● Document
## BEGIN
I’m going to read it later, but if I don’t find a little red Saddam Hussein hidden in there I’ll be disappointed
Coconut at least…
Any additional information been found on the user?
Probably Chinese?
Just because somebody picked a vaguely Chinese-sounding handle doesn’t mean much about who or where.
That’s why I put the question mark
Can’t confirm but unlikely.
Via https://boehs.org/node/everything-i-know-about-the-xz-backdoor
They found this particularly interesting as Cheong is new information. I’ve now learned from another source that Cheong isn’t Mandarin, it’s Cantonese. This source theorizes that Cheong is a variant of the 張 surname, as “eong” matches Jyutping (a Cantonese romanisation standard) and “Cheung” is pretty common in Hong Kong as an official surname romanisation. A third source has alerted me that “Jia” is Mandarin (as Cantonese rarely uses J and especially not Ji). The Tan last name is possible in Mandarin, but is most common for the Hokkien Chinese dialect pronunciation of the character 陳 (Cantonese: Chan, Mandarin: Chen). It’s most likely our actor simply mashed plausible sounding Chinese names together.
That actually suggests not Chinese due to naming inconsistencies
Could be Chinese creating reasonable doubt. Making this sort of mistake makes explanations that this wasn’t Chinese sound plausible. Even if evidence other than the name comes out, this rebuttal can be repeated and create confusion amongst the public, reasonable suspicions against accusers and a plausible excuse for other states to not blame China (even if they believe it was China).
Confusion and multiple narratives is a technique carried out often by Soviet, Russian and Chinese government. We are unlikely to be able to answer the question ourselves. It will be up to the intelligence agencies to do that.
If someone wanted to blame China for this, they would take the name of a real Chinese person to do it. There is over a billion real people they could take a name from. It unlikely that a person creating a name for someone for this type of espionage would make a mistake like picking an implausible name accidentally.
I’m not suggesting one way or another, only that the quoted explanation taken at face value isn’t suggesting China based on name analysis.
## END
● Written task A
From the thread on the xz backdoor, set down word for word the passage that opens with the words containing "Confusion and multiple" and closes with "on name analysis.".
● Written task B
List every Chinese language or dialect that the xz backdoor thread names.

● Listing
## BEGIN
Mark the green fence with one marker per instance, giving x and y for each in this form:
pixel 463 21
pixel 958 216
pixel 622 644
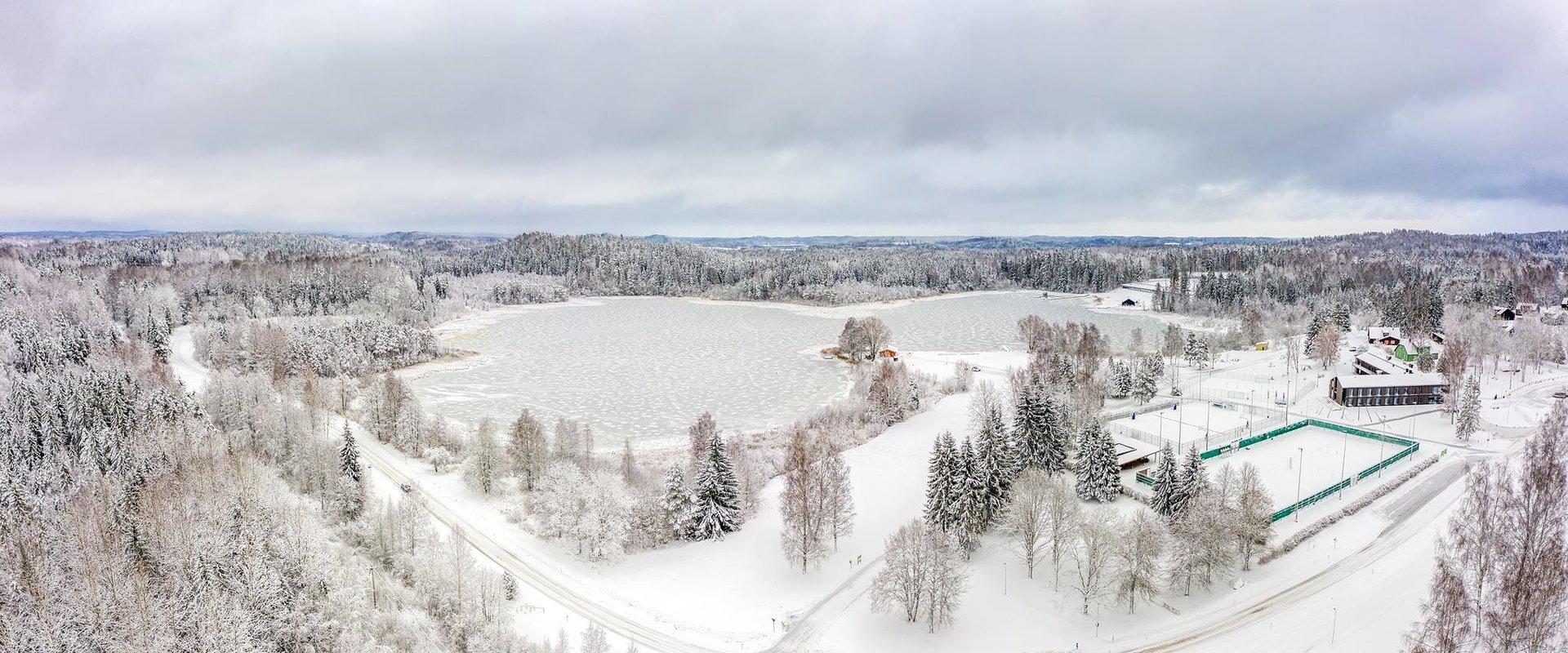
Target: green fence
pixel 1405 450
## END
## BEGIN
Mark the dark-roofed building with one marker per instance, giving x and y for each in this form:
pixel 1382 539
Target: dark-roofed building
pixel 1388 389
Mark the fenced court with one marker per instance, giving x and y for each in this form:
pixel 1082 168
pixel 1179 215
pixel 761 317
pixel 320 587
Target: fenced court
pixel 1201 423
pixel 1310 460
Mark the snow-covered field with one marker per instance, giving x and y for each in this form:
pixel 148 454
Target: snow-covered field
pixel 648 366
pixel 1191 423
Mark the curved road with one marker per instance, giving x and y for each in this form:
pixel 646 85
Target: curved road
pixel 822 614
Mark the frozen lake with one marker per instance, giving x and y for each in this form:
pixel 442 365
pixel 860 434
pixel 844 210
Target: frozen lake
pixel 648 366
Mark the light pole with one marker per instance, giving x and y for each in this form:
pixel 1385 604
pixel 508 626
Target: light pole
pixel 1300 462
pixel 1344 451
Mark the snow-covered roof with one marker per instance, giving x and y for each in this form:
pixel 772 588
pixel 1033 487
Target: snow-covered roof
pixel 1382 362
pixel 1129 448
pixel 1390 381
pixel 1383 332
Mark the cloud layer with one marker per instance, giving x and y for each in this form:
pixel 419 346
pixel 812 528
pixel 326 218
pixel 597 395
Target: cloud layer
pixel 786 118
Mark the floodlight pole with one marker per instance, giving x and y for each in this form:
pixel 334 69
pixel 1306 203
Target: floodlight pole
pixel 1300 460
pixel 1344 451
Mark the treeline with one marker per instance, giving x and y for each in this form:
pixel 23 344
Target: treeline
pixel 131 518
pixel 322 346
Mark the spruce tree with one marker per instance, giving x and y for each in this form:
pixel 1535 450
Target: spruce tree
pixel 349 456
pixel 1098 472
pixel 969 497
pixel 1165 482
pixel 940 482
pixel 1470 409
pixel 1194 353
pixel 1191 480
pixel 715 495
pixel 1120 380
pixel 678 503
## END
● Response A
Confusion and multiple narratives is a technique carried out often by Soviet, Russian and Chinese government. We are unlikely to be able to answer the question ourselves. It will be up to the intelligence agencies to do that.
If someone wanted to blame China for this, they would take the name of a real Chinese person to do it. There is over a billion real people they could take a name from. It unlikely that a person creating a name for someone for this type of espionage would make a mistake like picking an implausible name accidentally.
I’m not suggesting one way or another, only that the quoted explanation taken at face value isn’t suggesting China based on name analysis.

● Response B
Mandarin, Cantonese, Hokkien